--- MATERIAL ---

[START]

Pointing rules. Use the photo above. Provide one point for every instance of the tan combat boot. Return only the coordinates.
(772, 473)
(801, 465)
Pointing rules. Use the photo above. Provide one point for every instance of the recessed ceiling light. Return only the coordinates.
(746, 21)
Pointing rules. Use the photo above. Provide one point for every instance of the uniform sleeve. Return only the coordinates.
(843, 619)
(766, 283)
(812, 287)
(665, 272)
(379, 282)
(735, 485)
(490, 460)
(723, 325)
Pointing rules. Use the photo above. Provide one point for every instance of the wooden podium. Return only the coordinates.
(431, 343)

[END]
[START]

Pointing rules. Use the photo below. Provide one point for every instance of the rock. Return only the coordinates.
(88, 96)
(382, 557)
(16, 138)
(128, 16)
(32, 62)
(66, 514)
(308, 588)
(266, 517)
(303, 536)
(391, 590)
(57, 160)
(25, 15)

[END]
[START]

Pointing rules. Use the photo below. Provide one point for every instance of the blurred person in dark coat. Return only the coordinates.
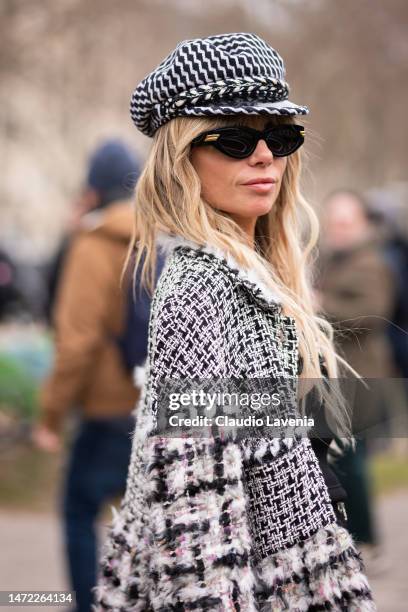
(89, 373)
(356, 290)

[END]

Return each line of the items above that contains the word "Provide", treating uppercase and lowercase as different.

--- SOLUTION TO THE PROBLEM ---
Pointing rules. Use the photo above. Provide one point for every instance of the tan combat boot. Return only the coordinates.
Pointing rules. Use the photo above. Provide one point for every instance of the recessed ceiling light. Return only the coordinates.
Pointing rules. Use the photo above. Provide one point for every instance of the uniform sleeve. Return only the coordinates.
Pointing rules. Use the photo above. Provide one point for every instance of the wooden podium. Return only the coordinates.
Pointing rules. Use the photo below. Provide one point for every instance of the rock. Return only the coordinates.
Pointing rules. Use the photo below. Provide one point for every instance of the blurred person in dark coat. Return only the coordinates.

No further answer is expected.